Segmentation mask rows

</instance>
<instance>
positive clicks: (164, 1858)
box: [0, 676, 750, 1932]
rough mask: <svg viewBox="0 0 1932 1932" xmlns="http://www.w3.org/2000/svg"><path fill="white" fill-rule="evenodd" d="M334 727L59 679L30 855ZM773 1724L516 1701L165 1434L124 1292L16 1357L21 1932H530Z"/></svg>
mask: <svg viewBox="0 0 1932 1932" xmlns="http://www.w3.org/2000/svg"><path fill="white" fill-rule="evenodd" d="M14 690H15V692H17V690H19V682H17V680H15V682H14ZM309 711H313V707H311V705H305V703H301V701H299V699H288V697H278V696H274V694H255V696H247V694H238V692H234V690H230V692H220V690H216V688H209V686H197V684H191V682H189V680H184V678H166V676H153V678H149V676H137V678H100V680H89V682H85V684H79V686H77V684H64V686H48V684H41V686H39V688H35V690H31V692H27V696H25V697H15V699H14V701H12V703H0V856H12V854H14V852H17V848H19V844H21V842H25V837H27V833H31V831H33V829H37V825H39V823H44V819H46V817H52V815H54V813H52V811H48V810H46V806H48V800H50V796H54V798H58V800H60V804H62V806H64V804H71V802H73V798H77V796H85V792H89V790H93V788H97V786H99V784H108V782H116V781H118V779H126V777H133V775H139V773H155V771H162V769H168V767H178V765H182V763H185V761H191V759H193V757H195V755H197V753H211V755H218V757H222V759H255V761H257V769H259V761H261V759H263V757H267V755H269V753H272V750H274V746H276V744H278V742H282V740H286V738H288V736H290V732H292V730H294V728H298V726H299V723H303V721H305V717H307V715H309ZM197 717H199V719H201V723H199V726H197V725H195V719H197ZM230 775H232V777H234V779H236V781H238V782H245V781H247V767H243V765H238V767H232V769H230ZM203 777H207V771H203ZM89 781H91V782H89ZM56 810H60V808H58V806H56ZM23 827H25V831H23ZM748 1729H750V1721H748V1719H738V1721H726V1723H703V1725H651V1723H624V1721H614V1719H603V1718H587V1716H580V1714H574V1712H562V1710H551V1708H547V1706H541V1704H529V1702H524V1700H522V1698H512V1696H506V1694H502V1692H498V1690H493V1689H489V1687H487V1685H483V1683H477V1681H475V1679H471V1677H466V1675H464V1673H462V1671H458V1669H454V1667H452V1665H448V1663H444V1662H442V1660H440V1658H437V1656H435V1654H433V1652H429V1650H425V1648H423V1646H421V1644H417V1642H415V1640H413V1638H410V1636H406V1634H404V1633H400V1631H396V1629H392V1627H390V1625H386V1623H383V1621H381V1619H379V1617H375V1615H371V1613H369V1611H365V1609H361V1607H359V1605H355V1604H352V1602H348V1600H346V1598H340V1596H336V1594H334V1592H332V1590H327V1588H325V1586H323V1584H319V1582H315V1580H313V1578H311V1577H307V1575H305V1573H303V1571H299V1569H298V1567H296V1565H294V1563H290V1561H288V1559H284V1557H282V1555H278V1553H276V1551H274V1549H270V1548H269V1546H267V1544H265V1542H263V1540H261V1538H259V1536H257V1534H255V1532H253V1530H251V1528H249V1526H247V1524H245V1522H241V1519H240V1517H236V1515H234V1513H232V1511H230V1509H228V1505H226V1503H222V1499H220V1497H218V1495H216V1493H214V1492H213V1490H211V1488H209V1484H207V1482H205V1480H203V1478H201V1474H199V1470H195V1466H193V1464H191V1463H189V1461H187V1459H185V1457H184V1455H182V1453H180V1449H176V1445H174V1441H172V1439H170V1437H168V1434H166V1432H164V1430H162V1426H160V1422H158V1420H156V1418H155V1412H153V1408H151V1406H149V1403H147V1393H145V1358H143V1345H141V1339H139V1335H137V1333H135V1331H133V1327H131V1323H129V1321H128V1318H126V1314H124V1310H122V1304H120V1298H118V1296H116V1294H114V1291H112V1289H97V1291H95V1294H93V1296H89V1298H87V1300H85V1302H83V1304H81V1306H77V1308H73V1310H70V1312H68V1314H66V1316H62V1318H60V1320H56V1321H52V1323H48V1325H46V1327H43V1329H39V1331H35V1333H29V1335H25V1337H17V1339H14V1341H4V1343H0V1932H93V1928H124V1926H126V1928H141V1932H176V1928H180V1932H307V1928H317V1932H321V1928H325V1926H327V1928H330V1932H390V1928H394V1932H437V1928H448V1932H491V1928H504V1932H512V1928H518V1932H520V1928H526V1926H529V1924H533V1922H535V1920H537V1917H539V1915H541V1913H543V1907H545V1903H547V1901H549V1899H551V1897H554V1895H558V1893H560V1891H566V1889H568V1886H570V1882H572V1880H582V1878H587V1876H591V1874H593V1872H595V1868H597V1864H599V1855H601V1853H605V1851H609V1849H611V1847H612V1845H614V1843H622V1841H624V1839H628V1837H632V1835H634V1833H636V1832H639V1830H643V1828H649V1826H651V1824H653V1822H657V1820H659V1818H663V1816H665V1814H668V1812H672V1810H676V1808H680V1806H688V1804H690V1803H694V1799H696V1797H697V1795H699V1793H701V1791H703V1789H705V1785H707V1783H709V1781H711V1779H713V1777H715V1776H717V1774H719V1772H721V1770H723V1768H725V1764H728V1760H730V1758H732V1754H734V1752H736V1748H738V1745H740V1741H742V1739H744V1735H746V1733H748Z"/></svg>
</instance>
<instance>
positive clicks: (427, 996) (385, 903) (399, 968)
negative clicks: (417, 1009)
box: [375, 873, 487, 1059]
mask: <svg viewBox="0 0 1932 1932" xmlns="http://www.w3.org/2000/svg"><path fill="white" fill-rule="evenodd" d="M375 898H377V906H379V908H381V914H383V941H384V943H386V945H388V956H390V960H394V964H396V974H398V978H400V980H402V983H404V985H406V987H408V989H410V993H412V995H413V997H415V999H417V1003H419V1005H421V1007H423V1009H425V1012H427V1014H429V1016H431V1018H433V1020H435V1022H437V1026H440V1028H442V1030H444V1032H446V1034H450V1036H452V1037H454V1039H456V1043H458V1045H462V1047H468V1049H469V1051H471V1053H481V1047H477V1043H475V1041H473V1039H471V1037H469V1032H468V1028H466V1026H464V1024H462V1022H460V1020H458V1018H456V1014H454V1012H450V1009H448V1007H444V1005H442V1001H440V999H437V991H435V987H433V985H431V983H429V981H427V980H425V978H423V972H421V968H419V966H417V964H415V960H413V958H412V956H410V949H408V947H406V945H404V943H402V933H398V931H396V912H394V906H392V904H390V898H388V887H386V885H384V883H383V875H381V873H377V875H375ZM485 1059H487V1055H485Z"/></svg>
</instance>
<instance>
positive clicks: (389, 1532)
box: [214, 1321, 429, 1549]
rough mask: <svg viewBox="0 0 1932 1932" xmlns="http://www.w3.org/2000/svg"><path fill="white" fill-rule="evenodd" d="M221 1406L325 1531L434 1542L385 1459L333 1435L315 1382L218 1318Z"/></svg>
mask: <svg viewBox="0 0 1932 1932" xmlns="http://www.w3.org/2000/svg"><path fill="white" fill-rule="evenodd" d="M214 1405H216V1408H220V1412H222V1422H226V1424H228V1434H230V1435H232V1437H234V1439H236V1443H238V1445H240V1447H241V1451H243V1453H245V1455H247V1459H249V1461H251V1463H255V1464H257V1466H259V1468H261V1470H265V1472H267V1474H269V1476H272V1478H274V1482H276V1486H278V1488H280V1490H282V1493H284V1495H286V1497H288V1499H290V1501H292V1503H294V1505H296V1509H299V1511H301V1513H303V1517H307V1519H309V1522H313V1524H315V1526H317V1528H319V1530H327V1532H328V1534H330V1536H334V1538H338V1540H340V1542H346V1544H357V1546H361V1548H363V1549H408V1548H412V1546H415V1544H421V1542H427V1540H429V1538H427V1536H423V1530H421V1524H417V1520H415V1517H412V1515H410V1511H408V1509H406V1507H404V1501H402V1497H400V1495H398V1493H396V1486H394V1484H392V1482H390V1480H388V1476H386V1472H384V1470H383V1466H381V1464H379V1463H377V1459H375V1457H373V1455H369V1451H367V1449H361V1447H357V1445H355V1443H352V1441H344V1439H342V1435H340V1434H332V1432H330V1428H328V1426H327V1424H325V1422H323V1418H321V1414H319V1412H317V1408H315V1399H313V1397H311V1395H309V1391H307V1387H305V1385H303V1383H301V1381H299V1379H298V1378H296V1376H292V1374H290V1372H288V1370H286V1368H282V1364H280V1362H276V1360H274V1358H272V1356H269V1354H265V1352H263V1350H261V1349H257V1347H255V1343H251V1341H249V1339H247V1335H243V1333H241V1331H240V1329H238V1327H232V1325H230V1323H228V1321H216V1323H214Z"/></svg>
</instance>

EXERCISE DESCRIPTION:
Quote the rows verbatim from the very first line through the line containing "727L59 679L30 855ZM773", including both ends.

REPLY TO THE EXERCISE:
</instance>
<instance>
positive clicks: (164, 1858)
box: [0, 676, 750, 1932]
rough mask: <svg viewBox="0 0 1932 1932" xmlns="http://www.w3.org/2000/svg"><path fill="white" fill-rule="evenodd" d="M334 727L59 679L30 855ZM773 1724L516 1701L165 1434L124 1292L16 1357L21 1932H530Z"/></svg>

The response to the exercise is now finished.